WHAT TO DO
Put each line of the data below into a JSON list of strings, one string per line, skipping blank lines. Leave the pictures out of your answer.

INPUT
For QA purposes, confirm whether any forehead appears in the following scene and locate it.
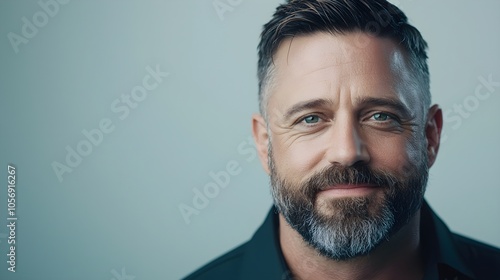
[269,32,418,116]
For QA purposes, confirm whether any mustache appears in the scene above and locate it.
[303,164,399,198]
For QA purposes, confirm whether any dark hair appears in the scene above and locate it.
[257,0,431,116]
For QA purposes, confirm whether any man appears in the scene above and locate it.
[186,0,500,280]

COMPLETE RESPONSE
[
  "For QA purposes, confirm whether any forehead appears in the following scene and locate it.",
  "[269,32,418,116]",
  "For QA purposes, confirm whether any mustache appears in the scene above and locate it.",
  "[303,164,399,198]",
  "For QA purposes, confirm whether any dark hair appears in the scene above and locate it.",
  "[257,0,431,116]",
  "For QA purposes, confirm whether any man appears in the scene above and locate it.",
  "[186,0,500,280]"
]